> Given request
Reproduce every entry that follows word for word, but omit the images.

##########

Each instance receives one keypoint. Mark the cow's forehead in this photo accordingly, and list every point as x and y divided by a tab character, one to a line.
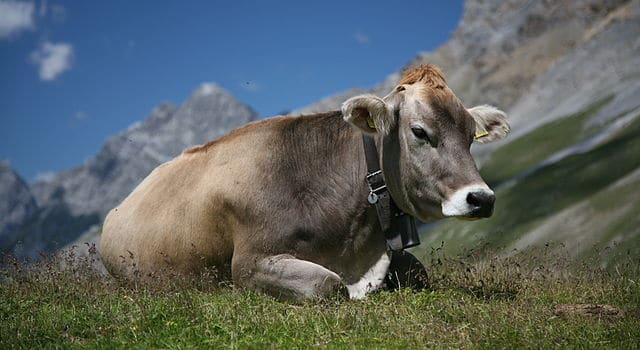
442	104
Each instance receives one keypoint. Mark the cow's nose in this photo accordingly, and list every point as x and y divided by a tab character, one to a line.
482	203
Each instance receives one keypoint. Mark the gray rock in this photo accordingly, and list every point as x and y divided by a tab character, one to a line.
75	201
17	206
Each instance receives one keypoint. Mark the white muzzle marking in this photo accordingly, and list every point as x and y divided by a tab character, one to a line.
457	204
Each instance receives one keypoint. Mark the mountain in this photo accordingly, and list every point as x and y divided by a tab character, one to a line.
73	203
566	72
568	75
17	205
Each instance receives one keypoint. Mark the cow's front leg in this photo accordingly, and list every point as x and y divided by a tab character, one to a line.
406	271
287	278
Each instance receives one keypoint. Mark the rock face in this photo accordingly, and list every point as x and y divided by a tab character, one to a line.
72	202
537	60
518	54
17	205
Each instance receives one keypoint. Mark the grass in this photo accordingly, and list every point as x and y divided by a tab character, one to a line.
526	203
476	301
540	143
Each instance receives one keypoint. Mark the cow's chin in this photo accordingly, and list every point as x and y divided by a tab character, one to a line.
429	212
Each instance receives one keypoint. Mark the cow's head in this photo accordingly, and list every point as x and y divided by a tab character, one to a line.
424	135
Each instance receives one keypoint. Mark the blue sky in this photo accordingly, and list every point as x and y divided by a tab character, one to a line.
74	72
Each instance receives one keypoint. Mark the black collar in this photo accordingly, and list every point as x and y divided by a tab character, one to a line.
399	228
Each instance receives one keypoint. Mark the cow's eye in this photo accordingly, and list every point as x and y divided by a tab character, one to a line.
424	135
420	133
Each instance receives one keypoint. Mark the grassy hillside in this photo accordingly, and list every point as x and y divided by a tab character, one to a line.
522	301
583	200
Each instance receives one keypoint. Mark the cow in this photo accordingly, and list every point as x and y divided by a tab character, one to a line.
280	205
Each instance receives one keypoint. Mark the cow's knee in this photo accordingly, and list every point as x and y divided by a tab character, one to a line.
406	271
287	278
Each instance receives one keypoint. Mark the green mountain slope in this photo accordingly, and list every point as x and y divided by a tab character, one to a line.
582	201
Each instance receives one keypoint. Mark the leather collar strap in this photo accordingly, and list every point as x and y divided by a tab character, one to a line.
399	228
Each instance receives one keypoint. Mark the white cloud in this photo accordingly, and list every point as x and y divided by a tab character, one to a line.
15	16
58	13
52	59
251	85
362	38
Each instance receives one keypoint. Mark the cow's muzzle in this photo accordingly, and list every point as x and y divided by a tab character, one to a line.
481	203
475	201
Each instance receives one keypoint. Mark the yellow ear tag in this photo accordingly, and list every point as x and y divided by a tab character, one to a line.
481	134
370	122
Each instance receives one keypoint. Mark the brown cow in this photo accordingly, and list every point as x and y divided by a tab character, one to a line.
281	206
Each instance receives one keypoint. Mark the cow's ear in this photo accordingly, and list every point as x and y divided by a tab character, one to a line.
491	123
368	113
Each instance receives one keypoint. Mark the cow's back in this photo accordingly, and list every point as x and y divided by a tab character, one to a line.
179	218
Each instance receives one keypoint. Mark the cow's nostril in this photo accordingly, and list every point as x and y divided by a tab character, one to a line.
482	202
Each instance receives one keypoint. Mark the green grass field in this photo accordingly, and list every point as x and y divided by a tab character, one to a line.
475	301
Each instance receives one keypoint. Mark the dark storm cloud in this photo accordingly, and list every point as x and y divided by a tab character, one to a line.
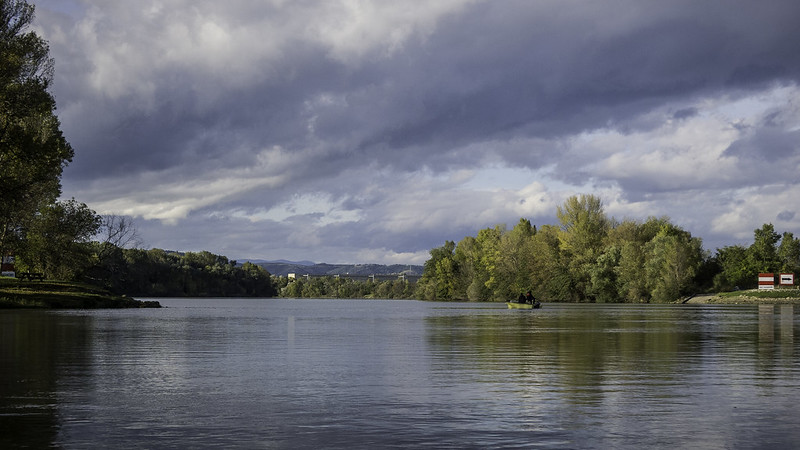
213	109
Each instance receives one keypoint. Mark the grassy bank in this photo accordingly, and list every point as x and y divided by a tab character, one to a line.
62	295
775	296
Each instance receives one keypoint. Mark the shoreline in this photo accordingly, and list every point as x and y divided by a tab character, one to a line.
704	299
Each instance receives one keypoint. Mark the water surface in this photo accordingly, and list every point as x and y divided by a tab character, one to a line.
282	373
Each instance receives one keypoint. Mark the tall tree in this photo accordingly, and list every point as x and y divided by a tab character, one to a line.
584	228
764	251
57	242
673	259
789	253
33	151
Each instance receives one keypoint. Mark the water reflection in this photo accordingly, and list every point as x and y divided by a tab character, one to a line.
338	374
35	348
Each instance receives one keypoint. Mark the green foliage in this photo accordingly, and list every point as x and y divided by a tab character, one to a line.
589	257
57	240
740	266
33	152
342	287
158	273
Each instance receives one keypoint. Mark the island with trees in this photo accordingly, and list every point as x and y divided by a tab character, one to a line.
590	257
76	258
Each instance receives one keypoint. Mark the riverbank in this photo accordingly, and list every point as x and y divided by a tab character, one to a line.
752	296
62	295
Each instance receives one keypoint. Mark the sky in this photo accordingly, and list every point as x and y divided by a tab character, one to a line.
352	131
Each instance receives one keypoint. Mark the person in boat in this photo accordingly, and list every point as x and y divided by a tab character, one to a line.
529	298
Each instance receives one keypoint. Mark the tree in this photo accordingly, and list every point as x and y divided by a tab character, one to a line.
673	259
789	253
439	274
57	242
584	228
514	261
764	253
736	270
33	151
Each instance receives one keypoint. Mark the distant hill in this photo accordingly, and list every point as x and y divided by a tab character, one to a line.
283	268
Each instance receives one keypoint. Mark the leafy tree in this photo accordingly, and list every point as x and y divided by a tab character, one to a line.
488	241
736	268
549	276
584	228
439	274
33	151
603	275
673	261
764	253
789	253
57	242
514	261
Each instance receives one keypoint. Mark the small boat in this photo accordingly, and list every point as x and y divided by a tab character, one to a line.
515	305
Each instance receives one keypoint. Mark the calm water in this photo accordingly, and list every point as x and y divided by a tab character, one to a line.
364	374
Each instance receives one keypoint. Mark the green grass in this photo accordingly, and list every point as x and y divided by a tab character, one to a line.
765	294
61	295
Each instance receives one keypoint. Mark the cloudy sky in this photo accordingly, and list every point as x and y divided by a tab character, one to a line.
372	131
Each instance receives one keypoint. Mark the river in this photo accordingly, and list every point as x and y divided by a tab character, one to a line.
287	373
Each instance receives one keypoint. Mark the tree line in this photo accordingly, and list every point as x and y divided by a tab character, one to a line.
587	257
590	257
343	287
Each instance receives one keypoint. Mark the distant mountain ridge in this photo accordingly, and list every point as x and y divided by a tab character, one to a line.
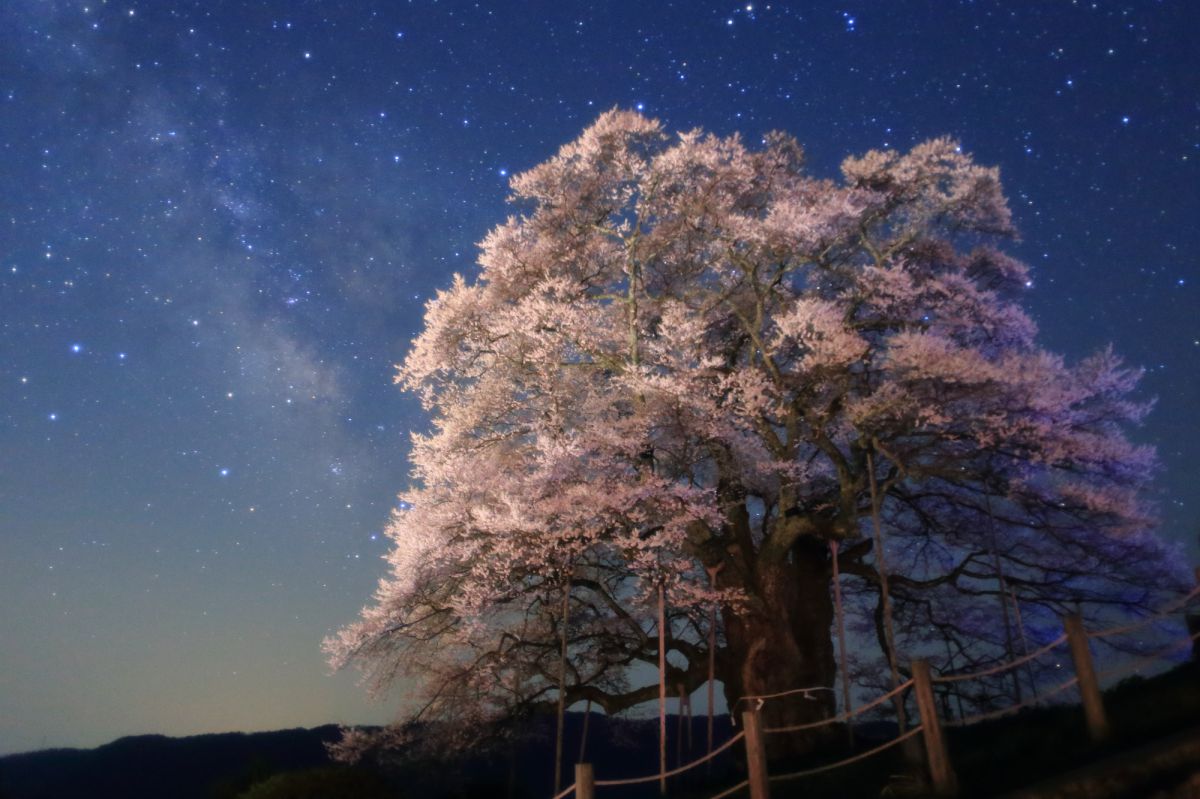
155	767
225	766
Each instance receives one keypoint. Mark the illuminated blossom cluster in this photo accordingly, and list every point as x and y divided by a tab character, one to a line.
682	358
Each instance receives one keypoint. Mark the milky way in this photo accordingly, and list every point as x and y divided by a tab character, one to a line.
220	223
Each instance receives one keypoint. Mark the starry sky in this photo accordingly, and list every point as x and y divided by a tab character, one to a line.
220	222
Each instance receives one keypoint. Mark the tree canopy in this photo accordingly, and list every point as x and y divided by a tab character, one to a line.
689	362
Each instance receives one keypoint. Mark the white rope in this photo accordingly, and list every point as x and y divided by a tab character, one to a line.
762	697
1003	667
675	772
1167	610
1013	708
730	792
841	716
889	744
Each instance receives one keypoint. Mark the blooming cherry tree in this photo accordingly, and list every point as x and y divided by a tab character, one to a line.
683	358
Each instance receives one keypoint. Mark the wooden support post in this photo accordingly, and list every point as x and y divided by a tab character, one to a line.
1089	686
843	661
585	781
756	755
663	691
941	773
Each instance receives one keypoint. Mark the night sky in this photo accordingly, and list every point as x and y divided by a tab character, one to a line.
220	223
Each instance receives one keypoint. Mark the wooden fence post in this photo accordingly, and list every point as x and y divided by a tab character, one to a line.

##########

> Written solution
Each instance receives one keypoint. Mark the cow's forehead in this photo accordingly, and list every point as x and y divided by a tab character, one to a line.
442	104
Each instance receives one keypoint. Mark the cow's nose in this photo accordingly, and list every point as x and y divided by a tab character, one to a line.
482	203
Each instance receives one keypoint. Mark the gray rock in this photo accordingly, and list every point as x and y divided by a tab character, one to a line.
75	201
17	206
Each instance receives one keypoint. Mark the white muzzle marking in this photo accordingly, and list every point as x and y divided by a tab character, one to a line.
457	204
Each instance receives one keypoint. Mark the mountain in this photo accordingly, and list every point as x and y divided by a tab character, one to a line.
73	203
566	72
568	75
17	205
Each instance receives one keypoint. Mark the cow's front leg in this photo accordingly, and list every point as x and y divided by a tab character, one to a line.
406	271
287	278
Each instance receives one keypoint. Mark the rock face in this photo accordingly, and list every point as x and y divided by a tab character, one to a line.
72	202
537	60
518	54
17	205
Each instance receives one keypoint. Mark the grass in this photo accordingly, and list every point as x and y divided by a tab character, one to a line.
526	203
476	301
540	143
Each instance receives one keypoint. Mark the cow's chin in this photo accordingly, and list every point as x and y divided by a tab character, one to a line.
429	212
Each instance receives one keypoint. Mark the cow's head in this photo accordingly, and list every point as x and y divided by a tab character, one to a line.
424	135
Each instance receives one keypoint. Mark the blue sky in this photo accordingly, and list every point as x and y divided by a tab character, one to a line.
74	72
Each instance receives one keypoint. Mark the black collar in this photo accordingly, and list every point as x and y divided by a tab character, one to a line.
399	228
Each instance receives one keypoint. Mark the cow's eye in this photo accordingly, and list every point as x and y divided by a tab character, one to a line.
424	135
420	133
Each instance receives one keypoint. Mark the grassy hillside in this photo accordingly, and list every point as x and y divided by a tab character, one to a line.
522	301
583	200
Each instance receives one keypoint. Mark the cow in this photo accordingly, and list every point as x and y divided by a tab character, one to a line.
280	205
Each instance receives one keypoint. Mark the cow's knee in this photo accordingly, and list every point as x and y divided by a tab character, one to a line.
406	271
287	278
Each instance receives one keypoint. Mark the green mountain slope in this photo accordingly, and list every point as x and y divided by a tab character, one to a line.
582	201
Each instance receives one keypoint. Mark the leather collar strap in this photo accordingly, and list every point as x and y divided by a tab character, one to a line.
399	228
Each instance receives one keypoint. Mark the white cloud in this photo accordingly, and list every point as x and y divided by a tab character, one to a line.
15	16
58	13
52	59
251	85
362	38
Each instance receives one keypoint. Mark the cow's muzzle in this photo accordingly, and list every point as x and y divided by a tab character, one to a line.
481	203
475	201
Each instance receives one keypoint. Mark the yellow ear tag in this photo accordingly, and list every point as x and y divided by a tab character, one to a line.
481	134
370	122
Each instance receives one keypoint. Mark the brown cow in this photo accordingly, and list every point as x and y divided by a tab character, one to a line.
281	206
Each instance receives one keypoint. Mark the cow's ear in this photo accordingly, and list every point as x and y divided by a tab character, one to a line.
491	123
368	113
Each instance receives one keypoint. Mark the cow's back in this photo accordingly, and list every point as x and y divided by a tab character, one to a line.
179	218
Each instance receives one keypoint. Mark the cow's nostril in this photo accordingly, and list every point as x and y divided by a tab character, one to a line.
482	202
Each instance receives one keypoint. Mark the green grass field in this photo accordingly, and list every point as x and y divided by a tab character, one to a line.
475	301
Each instance receives one keypoint. Mark the dark storm cloud in this photo accordingly, and list every point as x and y divided by a tab character, one to a line.
213	109
Each instance receives one keypoint. Mark the grassy bank in this photo accordingly, and list every point as x and y divided by a tab character, one to a line.
62	295
775	296
Each instance receives one keypoint. Mark the shoreline in this photo accordingly, and list every point as x and y divided by a tab character, one to a line.
704	299
Each instance receives one keypoint. Mark the water surface in this photo accordingly, and list every point as x and y divided by a tab character, one to a line.
282	373
Each instance receives one keypoint. Mark the tall tree in this photo accordingly, and list every point as x and y divided by a tab character, one to a line.
584	228
764	251
57	242
673	259
789	253
33	151
Each instance receives one keypoint. Mark the water reflection in this photo accordingly, and list every point as x and y divided by a tab character, one to a line.
338	374
35	348
Each instance receives one keypoint. Mark the green foliage in this photo accordingly, and list every point as x and y divided by a tab character, one to a line.
589	257
57	240
740	266
33	152
342	287
158	273
Each instance receives one keypoint. Mark the island with trees in this photo accordingly, and list every point as x and y divided by a tab character, one to a line.
590	257
76	258
Each instance receives one keypoint. Mark the riverbank in this photo accordingly, and list every point as x and y divided by a tab character, one to a line.
752	296
62	295
Each instance receives one keypoint. Mark the sky in this photo accordingly, and list every point as x and y divided by a tab character, one to a line.
352	131
Each instance receives one keypoint. Mark the person in boat in this photo accordingly, and list every point as x and y divided by a tab character, one to a line.
529	298
Each instance receives one keypoint. Mark the tree in this photo accordingly, and list every point as x and y divided by a tab character, one to a line.
673	259
789	253
439	274
57	242
584	228
514	261
764	253
736	270
33	151
Each instance receives one keypoint. Mark the distant hill in this photo accordingly, and list every point as x and y divided by a tab character, one to a line.
283	268
Each instance receives one keypoint. Mark the leafy tree in this photo accordingly, and list every point as x and y divided by a tab character, one to a line.
488	241
736	268
549	276
584	228
439	274
33	151
603	275
673	261
764	253
789	253
57	242
514	261
Each instance receives one keypoint. Mark the small boat in this photo accordingly, and list every point as x and y divided by a tab character, one to a line.
515	305
Each instance receives one keypoint. Mark the calm water in this photo accordingly, and list every point as x and y divided by a tab character, one to a line.
364	374
Each instance receives one keypoint. Mark the green grass in this photo accordingly, and list every point as x and y divided by a tab character, one to a line.
765	294
61	295
Each instance receives one keypoint. Mark the cloudy sky in this photo accordingly, and list every point as x and y divided by a tab character, one to a line.
372	131
Each instance receives one keypoint. Mark the river in this photo accordingly, and list every point as x and y divided by a tab character, one to a line.
287	373
Each instance receives one keypoint. Mark the tree line in this photo accordingly, and list every point as x and y divided by a tab character, one to a line.
587	257
590	257
343	287
Each instance receives one keypoint. Mark the distant mountain ridge in this photo accordingly, and list every point as x and y divided by a tab character, one to a line.
155	767
225	766
Each instance receives one keypoint. Mark the illuminated blossom cluster in this photo accordingly, and list every point as x and y divided by a tab character, one to a line.
682	358
Each instance receives one keypoint. Mark the milky way in this photo accordingly, and list every point as x and y divided by a tab character, one to a line.
220	223
Each instance receives one keypoint. Mark the starry sky in this photo accordingly, and list every point as x and y divided by a tab character, one to a line.
220	222
Each instance receives one keypoint. Mark the tree canopy in this photo accordingly, and list every point as x and y divided by a tab character, one to a line.
689	362
Each instance receives one keypoint. Mark the white rope in this photo accordingly, and list every point as x and y divided by a tab character, one to a line.
762	697
1003	667
675	772
1167	610
1013	708
730	792
841	716
889	744
Each instance receives one keypoint. Mark the blooming cherry tree in this photo accordingly, and list every point as x and y divided by a tab character, one to a line.
683	358
Each instance receives one keypoint. Mark the wooden support post in this photo accordingly, and list every point as x and y divided by a tab character, one to a line.
1089	686
843	661
585	781
756	755
663	691
941	773
Each instance receives one keypoint. Mark the night sky in this photo accordingly, and list every point as x and y divided by a tab character, one to a line.
220	223
Each instance receives one keypoint. Mark the wooden fence post in this photo accordingly, and list every point as x and y divided by a tab character, one to a line.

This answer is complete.